» **MATERIAL SUPPLIED**:
* BEGIN *
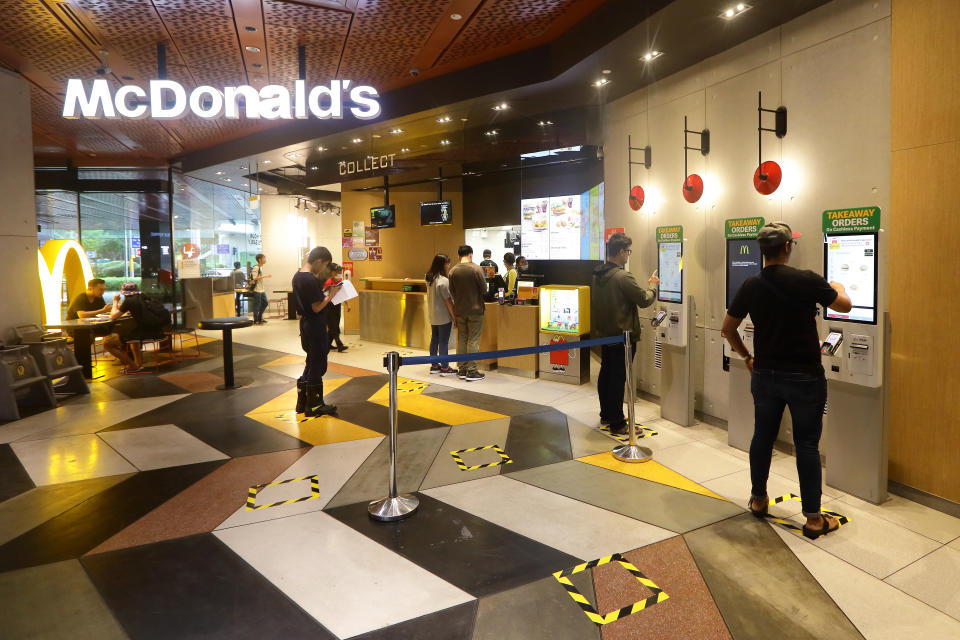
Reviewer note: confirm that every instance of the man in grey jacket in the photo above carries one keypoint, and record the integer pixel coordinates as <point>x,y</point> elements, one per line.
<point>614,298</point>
* END *
* BEGIN *
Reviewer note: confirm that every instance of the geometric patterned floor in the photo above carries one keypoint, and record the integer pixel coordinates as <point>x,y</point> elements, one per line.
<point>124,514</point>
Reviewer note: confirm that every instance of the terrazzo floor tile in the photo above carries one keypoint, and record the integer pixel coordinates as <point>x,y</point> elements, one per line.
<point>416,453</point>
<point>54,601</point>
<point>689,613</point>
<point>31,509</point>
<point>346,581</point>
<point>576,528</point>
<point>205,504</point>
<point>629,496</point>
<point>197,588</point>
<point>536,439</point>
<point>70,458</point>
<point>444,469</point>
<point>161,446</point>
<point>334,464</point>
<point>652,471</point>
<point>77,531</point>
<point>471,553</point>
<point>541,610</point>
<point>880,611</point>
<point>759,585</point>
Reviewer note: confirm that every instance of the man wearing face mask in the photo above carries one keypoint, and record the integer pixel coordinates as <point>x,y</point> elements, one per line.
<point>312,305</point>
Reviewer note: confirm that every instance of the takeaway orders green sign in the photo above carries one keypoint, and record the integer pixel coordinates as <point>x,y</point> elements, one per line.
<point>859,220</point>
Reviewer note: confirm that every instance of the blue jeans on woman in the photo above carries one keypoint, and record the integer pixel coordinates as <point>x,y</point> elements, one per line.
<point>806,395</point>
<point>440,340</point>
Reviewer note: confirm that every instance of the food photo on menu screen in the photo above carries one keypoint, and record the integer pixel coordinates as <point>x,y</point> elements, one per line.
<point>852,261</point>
* END *
Turn the rows from the line with "Reviewer note: confirm that every instance of the man wearing" through the line with "<point>852,261</point>" into a numbered list, including both of those lines and leaving out any blank lines.

» **EXERCISE RESPONSE**:
1. Reviewer note: confirm that every instance of the man wearing face mask in the photo above carries one keypoint, and record the integer pixel coordinates as <point>x,y</point> elements, one per line.
2. <point>312,305</point>
3. Reviewer note: confirm that every instance of the takeaway orders green sign in the photo above carries one keypoint, and record the integer pixel coordinates as <point>x,y</point> elements, one per line.
4. <point>859,220</point>
5. Reviewer note: confirm that every instance of the blue jeans on woman in the photo above carries one keypoint, and record the integer pixel coordinates as <point>x,y</point> elements, one per line.
6. <point>806,395</point>
7. <point>440,340</point>
8. Reviewer note: confirm that every instance of the food photo on menu screen in the photo above carries one keypoint, and record the integer pixel coordinates as <point>x,y</point> elements, one per line.
9. <point>852,261</point>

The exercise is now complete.